» RECORDS TO PROCESS:
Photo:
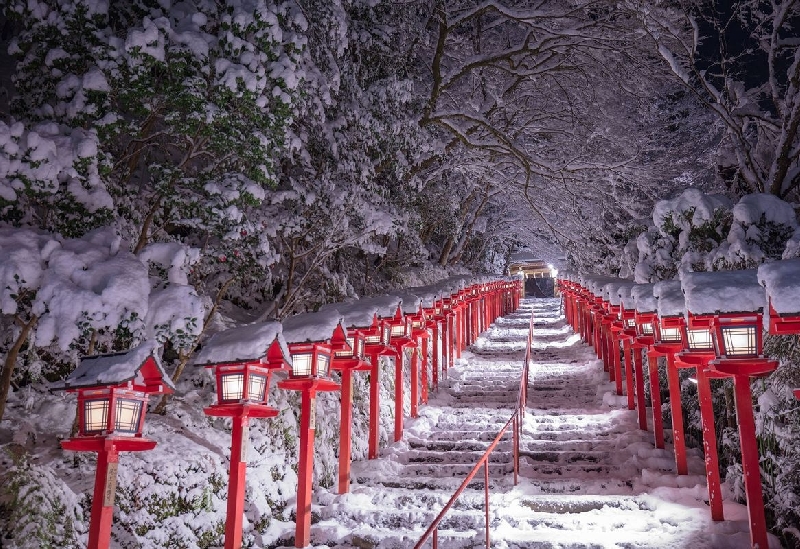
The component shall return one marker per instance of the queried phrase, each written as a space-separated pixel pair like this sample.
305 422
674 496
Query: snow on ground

» ACTIVITY: Give the entries again exactly. Pictures stay out.

» SOLVED PROBLEM:
Photo:
The component shall return one marker per instance of the queried phrase, each written as a space-separated pixel pair like this sample.
305 422
674 496
Query: snow on ground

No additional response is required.